## What the task requires
Reprint every entry, character for character.

## Data for this exercise
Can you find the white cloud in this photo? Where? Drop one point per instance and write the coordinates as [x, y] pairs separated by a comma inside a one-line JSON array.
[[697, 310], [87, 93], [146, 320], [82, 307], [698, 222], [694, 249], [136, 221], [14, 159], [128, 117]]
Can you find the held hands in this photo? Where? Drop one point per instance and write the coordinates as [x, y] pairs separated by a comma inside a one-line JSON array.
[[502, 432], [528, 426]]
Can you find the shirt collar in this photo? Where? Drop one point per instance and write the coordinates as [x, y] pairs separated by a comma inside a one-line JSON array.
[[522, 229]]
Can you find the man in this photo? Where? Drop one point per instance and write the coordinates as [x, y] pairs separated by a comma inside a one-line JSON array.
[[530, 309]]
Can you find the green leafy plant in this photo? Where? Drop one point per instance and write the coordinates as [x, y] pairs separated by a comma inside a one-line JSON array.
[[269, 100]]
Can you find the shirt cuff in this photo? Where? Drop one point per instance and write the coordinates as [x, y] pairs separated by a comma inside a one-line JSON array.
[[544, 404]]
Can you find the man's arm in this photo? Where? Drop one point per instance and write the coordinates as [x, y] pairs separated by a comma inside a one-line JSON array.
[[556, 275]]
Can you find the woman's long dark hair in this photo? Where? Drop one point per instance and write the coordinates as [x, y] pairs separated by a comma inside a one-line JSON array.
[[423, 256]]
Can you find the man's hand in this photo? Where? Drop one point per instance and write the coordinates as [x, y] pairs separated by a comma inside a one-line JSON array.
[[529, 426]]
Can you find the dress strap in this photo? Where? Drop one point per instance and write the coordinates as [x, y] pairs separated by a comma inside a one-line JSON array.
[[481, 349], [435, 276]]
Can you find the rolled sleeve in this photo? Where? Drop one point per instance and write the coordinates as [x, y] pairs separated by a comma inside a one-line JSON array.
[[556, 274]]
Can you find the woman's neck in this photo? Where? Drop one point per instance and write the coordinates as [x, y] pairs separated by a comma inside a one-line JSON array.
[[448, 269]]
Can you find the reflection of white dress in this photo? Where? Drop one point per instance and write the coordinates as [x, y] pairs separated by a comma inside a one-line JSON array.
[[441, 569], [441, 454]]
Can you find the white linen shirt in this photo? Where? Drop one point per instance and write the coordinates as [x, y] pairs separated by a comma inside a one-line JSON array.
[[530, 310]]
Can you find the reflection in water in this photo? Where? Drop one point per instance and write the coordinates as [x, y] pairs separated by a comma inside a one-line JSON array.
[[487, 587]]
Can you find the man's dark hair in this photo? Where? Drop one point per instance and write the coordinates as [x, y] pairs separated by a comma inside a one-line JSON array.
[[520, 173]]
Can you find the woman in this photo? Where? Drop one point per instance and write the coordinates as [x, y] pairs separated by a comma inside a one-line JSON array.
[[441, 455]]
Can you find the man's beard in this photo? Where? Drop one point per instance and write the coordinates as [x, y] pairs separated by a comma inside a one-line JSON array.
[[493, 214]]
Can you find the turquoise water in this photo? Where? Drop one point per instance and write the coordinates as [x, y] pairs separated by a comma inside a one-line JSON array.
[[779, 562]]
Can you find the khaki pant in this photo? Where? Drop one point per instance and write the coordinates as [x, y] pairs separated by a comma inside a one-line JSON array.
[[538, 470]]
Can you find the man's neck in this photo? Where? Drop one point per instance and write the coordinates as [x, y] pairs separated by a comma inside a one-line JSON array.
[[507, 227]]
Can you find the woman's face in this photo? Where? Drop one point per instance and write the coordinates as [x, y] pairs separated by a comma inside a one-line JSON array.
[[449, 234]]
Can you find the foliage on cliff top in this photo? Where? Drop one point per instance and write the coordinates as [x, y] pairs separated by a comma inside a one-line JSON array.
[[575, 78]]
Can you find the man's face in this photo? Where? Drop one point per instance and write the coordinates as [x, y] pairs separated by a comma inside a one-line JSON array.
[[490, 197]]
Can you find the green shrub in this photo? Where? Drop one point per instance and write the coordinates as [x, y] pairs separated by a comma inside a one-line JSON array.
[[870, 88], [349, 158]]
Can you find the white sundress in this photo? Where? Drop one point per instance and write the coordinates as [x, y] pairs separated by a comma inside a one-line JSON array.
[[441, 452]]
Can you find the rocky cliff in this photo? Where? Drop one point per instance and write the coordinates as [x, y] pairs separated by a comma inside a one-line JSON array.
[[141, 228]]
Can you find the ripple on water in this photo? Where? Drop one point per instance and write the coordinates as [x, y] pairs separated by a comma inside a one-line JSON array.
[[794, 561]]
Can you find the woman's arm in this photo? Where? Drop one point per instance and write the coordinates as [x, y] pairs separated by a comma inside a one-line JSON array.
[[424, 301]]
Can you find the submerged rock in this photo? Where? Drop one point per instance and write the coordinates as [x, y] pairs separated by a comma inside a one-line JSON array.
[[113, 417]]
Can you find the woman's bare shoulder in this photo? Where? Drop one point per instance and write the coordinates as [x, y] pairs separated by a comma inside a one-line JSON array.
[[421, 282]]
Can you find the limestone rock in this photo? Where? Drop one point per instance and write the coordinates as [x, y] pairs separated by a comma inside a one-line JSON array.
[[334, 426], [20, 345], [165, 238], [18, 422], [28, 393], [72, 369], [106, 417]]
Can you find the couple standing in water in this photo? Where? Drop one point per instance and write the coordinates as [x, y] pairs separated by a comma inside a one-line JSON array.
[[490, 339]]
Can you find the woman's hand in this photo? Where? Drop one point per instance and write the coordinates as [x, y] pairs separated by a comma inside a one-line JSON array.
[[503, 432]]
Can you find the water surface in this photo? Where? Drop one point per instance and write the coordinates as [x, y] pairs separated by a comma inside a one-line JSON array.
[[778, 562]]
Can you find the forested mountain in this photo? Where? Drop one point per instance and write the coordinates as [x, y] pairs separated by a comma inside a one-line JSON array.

## Task response
Can you find the white cloud in this photo? Where? Drop one point per instance and write the coordinates as [x, y] pairs separated by a comma inside a one-line JSON array.
[[697, 310], [87, 93], [146, 320], [82, 307], [698, 222], [694, 249], [136, 221], [14, 159], [128, 117]]
Can you find the held hands in this photo? Where? Drop one point per instance and write the coordinates as [x, y] pairs separated by a comma inside a one-line JSON array.
[[502, 432], [528, 426]]
Can you find the shirt collar in this photo? Where? Drop one point per instance and write the coordinates as [x, y] pairs separated by a comma inside a one-line JSON array.
[[522, 229]]
Can you find the man in this photo? Where? Drop one point per instance and write the coordinates as [x, y] pairs separated by a comma inside a one-line JSON array.
[[530, 309]]
Can you find the green leafy plant in this photo? Where? Drop one point per instance and write the coordinates as [x, y] pairs separated by a comma inside a one-line JSON array.
[[269, 100]]
Can you find the shirt cuff in this photo? Where? Drop one point per instance and write the coordinates as [x, y] pairs separated by a comma inside a one-line JSON array.
[[544, 404]]
Can you find the man's arm in this photo? Where? Drop one point per instance and write the coordinates as [x, y] pairs separated by a comma inside a one-line JSON array.
[[556, 275]]
Can you find the woman's long dark hair in this photo? Where? Drop one point per instance and write the coordinates as [x, y] pairs separated by a comma inside a one-line JSON array.
[[423, 256]]
Can you find the man's hand in this photo? Where? Drop one point per instance and write the coordinates as [x, y] pairs separated by a comma inside a one-line JSON array.
[[529, 426]]
Can you find the dress strap in this photo? Where? Drop one point per instance and write the coordinates as [x, y] pairs separated by a comma inside a one-line JSON array.
[[481, 349], [435, 276]]
Can you find the rolled sleeve in this photo? Where? Drop one point per instance and write the coordinates as [x, y] pairs separated by a comma inside a one-line JSON array.
[[556, 274]]
Can you find the woman's neck in this photo? Where? Drop one point per instance and write the coordinates as [x, y] pairs separated by a comma inside a one-line JSON array.
[[448, 269]]
Can you find the reflection of white dress in this photo? Where? Drop one point per instance and write the coordinates as [x, y] pairs separated by a comma inside a one-line JSON array.
[[441, 569], [441, 454]]
Can you find the white linen shirt in this photo? Where? Drop one point per instance and write the coordinates as [x, y] pairs separated by a comma inside a one-line JSON array.
[[530, 310]]
Can you find the reflection in water in this photo? Where? Drop one point per instance and write the coordinates as [x, y] pairs separated by a comma inside a one-line JSON array.
[[487, 587]]
Can you find the man's dark hair in this photo? Where? Drop one point per instance and write the coordinates as [x, y] pairs separated by a comma inside a one-line JSON array.
[[520, 173]]
Can you find the woman in this photo? Where? Drop one point per instance and write the coordinates as [x, y] pairs separated by a comma inside a one-line JSON array.
[[441, 455]]
Can you find the man's beard in this photo? Where? Drop one point per instance and write the coordinates as [x, y] pairs separated by a comma inside a one-line JSON array.
[[493, 214]]
Can you find the turquoise water in this photo? Where? Drop one point per instance and write the coordinates as [x, y] pairs separated by a comma inside a one-line JSON array.
[[779, 562]]
Can you find the khaki pant in this photo? Where? Drop one point per instance and write the coordinates as [x, y] pairs separated by a comma inside a one-line JSON array.
[[538, 470]]
Can you find the man's neck in this photo? Where? Drop one point per instance and write the coordinates as [x, y] pairs separated by a comma inside a one-line JSON array.
[[507, 227]]
Can you find the woman's face in this photo? Where? Drop one point per instance and write the coordinates as [x, y] pairs separated by a comma inside a one-line JSON array.
[[449, 234]]
Can you find the foliage on cliff top in this photo? Where? Drop one point per instance and write the coordinates as [x, y] pairs separated by a comma inside a one-line JSON array.
[[575, 78]]
Can you find the man's face in this photo? Where? Drop one point per instance and write the coordinates as [x, y] pairs separated by a comma inside a one-line JSON array.
[[490, 197]]
Can you find the green shrub in this photo? Where? Drop one point per instance and write the coordinates as [x, y] pairs separated by a comma inside a one-line JSON array.
[[870, 88], [349, 158]]
Can you find the white sundress in this photo? Where? Drop one point per instance and write the coordinates as [x, y] pairs separated by a comma inside a one-line JSON array.
[[441, 452]]
Can you find the rocky cliff in this photo? Where? Drop one point per instance and write the coordinates as [x, y] pairs separated by a comma inside a one-line JSON array.
[[141, 228]]
Can you find the ripple on water in this photo? Where? Drop one point per instance and write the coordinates as [x, y] pairs separated by a comma inside a one-line JSON array.
[[794, 561]]
Can you find the woman's arm in this photo? Where? Drop one point per instance and write the coordinates as [x, y] pairs separated by a comma inside a one-line JSON array.
[[424, 301]]
Can you find the submerged rock in this photo? Where? Drop one point per instance and write the coordinates as [x, y] pairs separated by a comma inside a one-line JSON array.
[[113, 417]]
Can you find the woman's bare shoulder in this photo? Where? Drop one point per instance and write the coordinates as [x, y] pairs separated by a comma inside a one-line JSON array.
[[421, 282]]
Can you find the limestone rock in this photo? Where? Drop one point per instance and write the coordinates as [x, y] pairs separated by a comma inside a one-line JSON array.
[[334, 426], [20, 345], [165, 238], [18, 422], [28, 393], [72, 369], [106, 417]]
Can you find the couple standing in water in this photo? Where? Drop one point per instance and write the coordinates as [x, y] pairs separated by a comma inside a one-line JSON array.
[[490, 339]]
Can you find the woman's hand in this photo? Where? Drop one point per instance and write the coordinates as [x, y] pairs separated by a comma inside a one-line JSON array.
[[503, 432]]
Can you find the water surface in this photo? Where? Drop one point per instance and write the coordinates as [x, y] pairs separated by a comma inside a one-line JSON array.
[[778, 562]]
Can you find the forested mountain in this photo? Where? Drop one point per instance and write the coordinates as [x, y] pairs separated by a comma inside a one-line JSON array.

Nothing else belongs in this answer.